▶ [INFORMATION PROVIDED]

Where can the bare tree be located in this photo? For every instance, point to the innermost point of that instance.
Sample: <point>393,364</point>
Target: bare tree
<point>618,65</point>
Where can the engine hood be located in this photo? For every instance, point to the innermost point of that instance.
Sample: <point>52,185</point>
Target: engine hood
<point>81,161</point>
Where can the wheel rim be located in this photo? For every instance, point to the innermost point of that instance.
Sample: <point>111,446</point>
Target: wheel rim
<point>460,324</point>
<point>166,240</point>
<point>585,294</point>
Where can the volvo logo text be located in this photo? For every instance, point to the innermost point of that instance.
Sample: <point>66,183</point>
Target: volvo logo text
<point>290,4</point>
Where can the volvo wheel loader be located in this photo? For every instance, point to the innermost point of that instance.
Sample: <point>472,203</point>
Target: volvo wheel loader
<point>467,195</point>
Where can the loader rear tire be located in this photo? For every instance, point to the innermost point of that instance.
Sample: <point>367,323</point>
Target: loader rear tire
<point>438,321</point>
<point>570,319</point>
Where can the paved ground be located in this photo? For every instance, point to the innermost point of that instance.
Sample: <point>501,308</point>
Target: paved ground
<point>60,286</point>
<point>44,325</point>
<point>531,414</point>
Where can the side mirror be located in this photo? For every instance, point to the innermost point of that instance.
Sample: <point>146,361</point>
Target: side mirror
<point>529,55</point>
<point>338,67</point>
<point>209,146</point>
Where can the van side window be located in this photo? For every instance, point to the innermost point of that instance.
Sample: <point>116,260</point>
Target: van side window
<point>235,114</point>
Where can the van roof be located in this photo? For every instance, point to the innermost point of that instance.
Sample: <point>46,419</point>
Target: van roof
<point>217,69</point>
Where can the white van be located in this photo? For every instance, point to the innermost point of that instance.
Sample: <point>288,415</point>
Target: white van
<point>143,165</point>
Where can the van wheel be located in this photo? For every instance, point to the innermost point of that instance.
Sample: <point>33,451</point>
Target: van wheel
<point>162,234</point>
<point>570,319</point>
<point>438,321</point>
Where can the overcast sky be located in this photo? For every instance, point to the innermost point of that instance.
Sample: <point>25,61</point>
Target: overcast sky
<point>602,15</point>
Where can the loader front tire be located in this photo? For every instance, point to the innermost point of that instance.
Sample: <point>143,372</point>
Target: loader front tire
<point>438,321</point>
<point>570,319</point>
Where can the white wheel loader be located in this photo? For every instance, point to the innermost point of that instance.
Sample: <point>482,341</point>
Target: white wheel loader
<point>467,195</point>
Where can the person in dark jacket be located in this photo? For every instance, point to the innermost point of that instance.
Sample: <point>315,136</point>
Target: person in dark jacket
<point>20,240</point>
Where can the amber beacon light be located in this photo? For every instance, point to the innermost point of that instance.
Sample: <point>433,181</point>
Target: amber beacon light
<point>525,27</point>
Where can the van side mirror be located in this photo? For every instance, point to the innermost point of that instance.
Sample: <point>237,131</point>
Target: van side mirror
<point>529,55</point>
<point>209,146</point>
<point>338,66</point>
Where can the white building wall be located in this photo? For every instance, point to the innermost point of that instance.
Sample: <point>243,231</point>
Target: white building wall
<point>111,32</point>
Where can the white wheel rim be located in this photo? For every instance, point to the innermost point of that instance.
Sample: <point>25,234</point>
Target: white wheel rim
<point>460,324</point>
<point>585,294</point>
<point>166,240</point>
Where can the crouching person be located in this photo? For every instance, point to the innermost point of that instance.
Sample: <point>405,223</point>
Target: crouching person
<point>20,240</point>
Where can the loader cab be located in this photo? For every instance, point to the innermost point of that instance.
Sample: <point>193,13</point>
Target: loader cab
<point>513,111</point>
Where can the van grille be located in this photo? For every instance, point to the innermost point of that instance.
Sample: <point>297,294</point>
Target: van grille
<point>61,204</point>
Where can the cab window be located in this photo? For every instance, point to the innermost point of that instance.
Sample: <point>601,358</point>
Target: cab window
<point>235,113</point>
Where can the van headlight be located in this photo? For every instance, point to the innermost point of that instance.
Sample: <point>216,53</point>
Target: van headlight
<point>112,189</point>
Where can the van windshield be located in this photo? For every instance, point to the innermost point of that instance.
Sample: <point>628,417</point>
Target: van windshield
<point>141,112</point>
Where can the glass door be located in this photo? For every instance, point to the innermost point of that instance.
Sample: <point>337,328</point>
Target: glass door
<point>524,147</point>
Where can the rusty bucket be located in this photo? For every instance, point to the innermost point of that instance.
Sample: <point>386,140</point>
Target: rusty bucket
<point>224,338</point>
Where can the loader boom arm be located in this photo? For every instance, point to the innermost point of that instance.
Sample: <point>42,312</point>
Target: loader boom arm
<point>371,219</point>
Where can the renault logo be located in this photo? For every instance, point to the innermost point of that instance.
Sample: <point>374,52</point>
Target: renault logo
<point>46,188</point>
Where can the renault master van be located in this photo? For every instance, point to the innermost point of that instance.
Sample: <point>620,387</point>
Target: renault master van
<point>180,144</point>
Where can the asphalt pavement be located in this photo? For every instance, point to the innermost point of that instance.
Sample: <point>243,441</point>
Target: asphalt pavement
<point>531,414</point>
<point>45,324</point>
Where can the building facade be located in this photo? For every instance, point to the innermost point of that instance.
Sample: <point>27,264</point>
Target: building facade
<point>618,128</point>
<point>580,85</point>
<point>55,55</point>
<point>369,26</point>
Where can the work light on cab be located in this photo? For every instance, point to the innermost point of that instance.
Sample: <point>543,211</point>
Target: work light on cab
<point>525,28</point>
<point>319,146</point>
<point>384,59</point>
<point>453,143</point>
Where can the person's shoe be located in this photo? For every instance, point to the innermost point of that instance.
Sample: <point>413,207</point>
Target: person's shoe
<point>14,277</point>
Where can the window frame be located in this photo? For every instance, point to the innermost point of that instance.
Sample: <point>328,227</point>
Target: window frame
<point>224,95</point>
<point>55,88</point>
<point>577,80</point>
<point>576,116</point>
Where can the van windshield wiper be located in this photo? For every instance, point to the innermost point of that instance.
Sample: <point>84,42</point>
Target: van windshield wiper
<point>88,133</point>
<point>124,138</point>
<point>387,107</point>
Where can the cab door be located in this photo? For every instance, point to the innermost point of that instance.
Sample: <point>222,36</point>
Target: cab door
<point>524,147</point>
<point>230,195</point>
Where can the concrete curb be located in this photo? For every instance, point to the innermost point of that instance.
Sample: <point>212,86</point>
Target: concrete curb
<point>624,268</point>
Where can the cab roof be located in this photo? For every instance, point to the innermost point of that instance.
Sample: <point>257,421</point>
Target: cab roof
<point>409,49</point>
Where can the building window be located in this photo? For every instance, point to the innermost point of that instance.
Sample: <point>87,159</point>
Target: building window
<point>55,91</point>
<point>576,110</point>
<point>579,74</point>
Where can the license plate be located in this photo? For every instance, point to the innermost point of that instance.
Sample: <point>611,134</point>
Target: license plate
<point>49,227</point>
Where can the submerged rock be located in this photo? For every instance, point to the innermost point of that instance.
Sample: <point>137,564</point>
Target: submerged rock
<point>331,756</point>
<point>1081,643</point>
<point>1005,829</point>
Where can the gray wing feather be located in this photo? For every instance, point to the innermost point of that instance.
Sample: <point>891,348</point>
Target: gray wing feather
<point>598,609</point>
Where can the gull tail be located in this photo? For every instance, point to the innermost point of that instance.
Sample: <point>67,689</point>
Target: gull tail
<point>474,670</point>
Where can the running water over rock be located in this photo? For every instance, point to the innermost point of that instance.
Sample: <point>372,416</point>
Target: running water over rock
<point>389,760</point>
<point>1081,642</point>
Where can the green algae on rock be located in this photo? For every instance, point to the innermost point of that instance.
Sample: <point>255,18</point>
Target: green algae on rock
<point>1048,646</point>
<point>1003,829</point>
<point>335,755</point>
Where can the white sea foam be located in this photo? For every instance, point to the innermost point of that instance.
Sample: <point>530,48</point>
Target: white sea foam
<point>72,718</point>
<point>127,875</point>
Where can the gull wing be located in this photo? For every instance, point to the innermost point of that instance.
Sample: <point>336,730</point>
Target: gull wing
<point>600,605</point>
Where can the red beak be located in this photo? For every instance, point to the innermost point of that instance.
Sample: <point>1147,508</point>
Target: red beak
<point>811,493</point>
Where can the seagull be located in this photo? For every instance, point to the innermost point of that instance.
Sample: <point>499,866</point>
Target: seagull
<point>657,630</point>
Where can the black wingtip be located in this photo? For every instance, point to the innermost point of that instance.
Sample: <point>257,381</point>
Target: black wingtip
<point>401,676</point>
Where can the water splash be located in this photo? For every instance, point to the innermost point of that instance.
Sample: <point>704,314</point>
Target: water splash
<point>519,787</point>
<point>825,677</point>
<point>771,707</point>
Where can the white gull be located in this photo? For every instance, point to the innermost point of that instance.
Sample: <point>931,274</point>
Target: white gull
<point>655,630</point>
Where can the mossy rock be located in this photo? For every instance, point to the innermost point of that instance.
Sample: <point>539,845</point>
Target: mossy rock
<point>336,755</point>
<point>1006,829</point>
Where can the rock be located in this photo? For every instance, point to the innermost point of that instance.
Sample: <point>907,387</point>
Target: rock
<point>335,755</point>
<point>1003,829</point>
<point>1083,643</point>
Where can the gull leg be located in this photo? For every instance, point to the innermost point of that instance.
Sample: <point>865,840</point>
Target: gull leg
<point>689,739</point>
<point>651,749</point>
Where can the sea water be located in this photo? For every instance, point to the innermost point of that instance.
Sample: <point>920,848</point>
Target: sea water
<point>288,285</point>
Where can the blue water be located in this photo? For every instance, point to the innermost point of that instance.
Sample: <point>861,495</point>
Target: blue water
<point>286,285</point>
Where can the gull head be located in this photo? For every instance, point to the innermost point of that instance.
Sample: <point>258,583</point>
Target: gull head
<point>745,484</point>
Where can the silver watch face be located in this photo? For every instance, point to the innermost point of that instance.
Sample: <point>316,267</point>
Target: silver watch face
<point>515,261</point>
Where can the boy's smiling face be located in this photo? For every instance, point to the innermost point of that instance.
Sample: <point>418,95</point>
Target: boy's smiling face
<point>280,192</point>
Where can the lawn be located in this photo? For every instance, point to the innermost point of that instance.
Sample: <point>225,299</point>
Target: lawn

▶ [PROBLEM DETAILS] Rewrite the records from their start through the line containing "<point>81,161</point>", both ends included, changing every "bare tree" to "leafless tree" and leaving all else as it is.

▶ [EXPECTED ANSWER]
Where can the leafless tree be located in this photo? For every instance, point to the innermost point of that instance.
Sample: <point>393,364</point>
Target: leafless tree
<point>618,65</point>
Where can the engine hood be located in this photo? For every instance, point to the innermost point of that instance.
Sample: <point>52,185</point>
Target: engine hood
<point>81,161</point>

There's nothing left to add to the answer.